■ Work request
In the entries that follow, the first line to write out is the one containing "Exercise. Mark every instance of the wooden", and the last is the one containing "Exercise. Mark every instance of the overhead". Reproduce that stretch exactly, with nothing before or after it.

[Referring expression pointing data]
┄┄┄┄┄┄┄┄┄┄┄┄┄┄┄┄┄┄┄┄
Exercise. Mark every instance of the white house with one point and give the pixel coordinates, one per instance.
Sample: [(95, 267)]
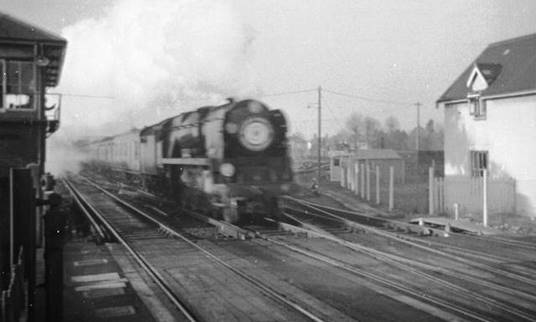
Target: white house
[(490, 123)]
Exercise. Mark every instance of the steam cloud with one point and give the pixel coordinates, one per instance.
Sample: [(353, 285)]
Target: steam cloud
[(154, 59)]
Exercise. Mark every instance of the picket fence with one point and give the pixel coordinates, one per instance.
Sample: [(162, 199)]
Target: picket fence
[(467, 193)]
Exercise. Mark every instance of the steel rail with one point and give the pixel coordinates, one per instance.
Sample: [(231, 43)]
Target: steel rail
[(410, 241), (496, 239), (101, 235), (374, 277), (446, 247), (265, 289), (140, 259), (406, 264)]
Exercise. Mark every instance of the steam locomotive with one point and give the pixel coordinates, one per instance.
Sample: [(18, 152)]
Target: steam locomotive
[(230, 161)]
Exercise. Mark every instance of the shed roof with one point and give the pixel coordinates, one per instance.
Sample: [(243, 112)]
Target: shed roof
[(376, 154), (508, 66), (17, 32)]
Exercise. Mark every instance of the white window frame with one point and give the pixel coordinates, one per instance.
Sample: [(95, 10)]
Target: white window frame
[(478, 157), (32, 96), (477, 106), (3, 73)]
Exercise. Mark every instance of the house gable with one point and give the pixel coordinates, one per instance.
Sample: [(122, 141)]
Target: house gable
[(476, 81), (508, 67)]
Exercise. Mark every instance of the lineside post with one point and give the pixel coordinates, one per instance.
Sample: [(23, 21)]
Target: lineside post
[(485, 197), (367, 166), (362, 180), (391, 187), (356, 175), (377, 184), (431, 191)]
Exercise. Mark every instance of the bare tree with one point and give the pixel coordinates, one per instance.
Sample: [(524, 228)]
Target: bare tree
[(355, 124)]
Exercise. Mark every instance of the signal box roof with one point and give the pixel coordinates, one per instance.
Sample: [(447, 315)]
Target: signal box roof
[(18, 34)]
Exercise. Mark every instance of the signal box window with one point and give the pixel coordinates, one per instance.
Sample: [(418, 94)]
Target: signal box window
[(18, 85), (479, 163)]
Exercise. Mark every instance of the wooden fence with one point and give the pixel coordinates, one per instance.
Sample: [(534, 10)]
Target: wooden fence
[(13, 300), (468, 194)]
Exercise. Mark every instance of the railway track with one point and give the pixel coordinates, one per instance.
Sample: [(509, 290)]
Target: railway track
[(503, 261), (140, 235), (364, 217), (468, 310), (336, 230)]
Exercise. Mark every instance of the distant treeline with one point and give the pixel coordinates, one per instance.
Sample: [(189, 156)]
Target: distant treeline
[(367, 132)]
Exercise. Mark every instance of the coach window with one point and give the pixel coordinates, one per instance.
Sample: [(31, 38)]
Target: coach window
[(18, 85)]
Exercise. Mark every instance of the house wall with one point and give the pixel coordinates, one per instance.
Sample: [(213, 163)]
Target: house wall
[(508, 133)]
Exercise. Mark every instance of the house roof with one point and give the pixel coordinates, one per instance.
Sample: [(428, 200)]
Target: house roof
[(508, 66), (376, 154), (15, 32)]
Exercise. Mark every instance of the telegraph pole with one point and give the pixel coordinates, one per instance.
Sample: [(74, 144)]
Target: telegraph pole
[(319, 131), (418, 140)]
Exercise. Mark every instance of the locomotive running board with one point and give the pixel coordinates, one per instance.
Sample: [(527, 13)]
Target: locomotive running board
[(185, 161)]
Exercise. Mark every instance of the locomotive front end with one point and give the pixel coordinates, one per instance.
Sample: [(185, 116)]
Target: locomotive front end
[(256, 164)]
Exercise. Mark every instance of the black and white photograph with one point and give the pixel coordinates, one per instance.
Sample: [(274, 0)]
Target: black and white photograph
[(267, 160)]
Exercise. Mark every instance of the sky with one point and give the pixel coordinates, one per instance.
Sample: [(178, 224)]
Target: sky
[(146, 60)]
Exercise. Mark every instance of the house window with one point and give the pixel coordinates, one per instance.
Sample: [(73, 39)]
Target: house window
[(477, 107), (479, 163)]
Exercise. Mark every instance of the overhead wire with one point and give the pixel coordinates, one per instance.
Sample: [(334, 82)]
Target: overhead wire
[(365, 98)]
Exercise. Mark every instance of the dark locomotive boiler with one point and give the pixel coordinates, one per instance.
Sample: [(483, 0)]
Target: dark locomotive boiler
[(230, 161)]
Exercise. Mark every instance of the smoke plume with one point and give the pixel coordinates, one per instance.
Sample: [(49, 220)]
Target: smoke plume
[(144, 60)]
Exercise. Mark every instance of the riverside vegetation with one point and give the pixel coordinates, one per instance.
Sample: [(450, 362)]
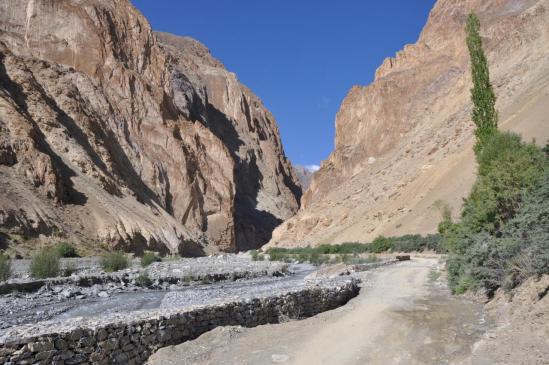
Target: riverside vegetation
[(349, 252), (502, 237)]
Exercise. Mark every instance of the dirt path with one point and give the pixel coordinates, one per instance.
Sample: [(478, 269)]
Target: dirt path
[(402, 316)]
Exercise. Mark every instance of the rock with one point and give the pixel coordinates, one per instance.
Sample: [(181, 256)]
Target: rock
┄┄┄┄┄┄┄┄┄┄┄┄┄┄┄┄┄┄┄┄
■ Solution to the problem
Exercise. Mark every instance of the wooden fence with one point and give the pixel coordinates, one per instance.
Sample: [(534, 10)]
Target: wooden fence
[(13, 300), (468, 194)]
Exercise. Mark every instance of the railway track with one point and give the pixel coordinates, one per instance.
Sample: [(509, 290)]
Target: railway track
[(503, 261), (140, 235), (364, 217), (468, 310), (336, 230)]
Exercise. Mark every instance of the distant treeline with one point and give the pixel coordinates, one per instance.
Sample: [(189, 156)]
Target: distant treeline
[(367, 132)]
Exercise. Mark every instance of the coach window with one point and give the pixel coordinates, one per instance.
Sample: [(31, 38)]
Target: coach window
[(18, 85)]
Exercise. Mark every instance of the house wall with one point and give the pixel coordinates, one per instance.
Sample: [(213, 163)]
Target: house wall
[(508, 133)]
Exercise. Mark every instance of the house roof with one point and give the pixel coordinates, one per instance.
Sample: [(428, 200)]
Target: house roof
[(508, 66), (376, 154), (15, 32)]
Exercise. Mark every instance of the telegraph pole with one point and give the pixel coordinates, one per instance.
Sample: [(74, 144)]
Target: telegraph pole
[(319, 131), (418, 140)]
Exercise. Mark every instance of the locomotive running board with one point and give the pixel coordinates, one per instance.
Sample: [(527, 13)]
Target: locomotive running board
[(185, 161)]
Exercise. Mark every instance of the locomotive front end with one point and give the pixel coordinates, one per instance.
Sample: [(185, 116)]
Target: locomotive front end
[(256, 164)]
Exercise. Mark every instance of the black and white photograph with one point and give the pixel coordinates, one per instance.
Sample: [(274, 0)]
Target: black and white photograph
[(267, 160)]
Exercise. Mark every instance of the sky with one point and give the pixel coordinates, one per instance.
Sample: [(178, 224)]
Target: sky
[(146, 60)]
Exercise. Mark every instance of the house window with one point and give the pixel coordinates, one per instance.
Sample: [(73, 39)]
Target: house window
[(477, 107), (479, 163)]
Exercise. Mark every instance of the overhead wire with one point and give the pixel coordinates, one per instance.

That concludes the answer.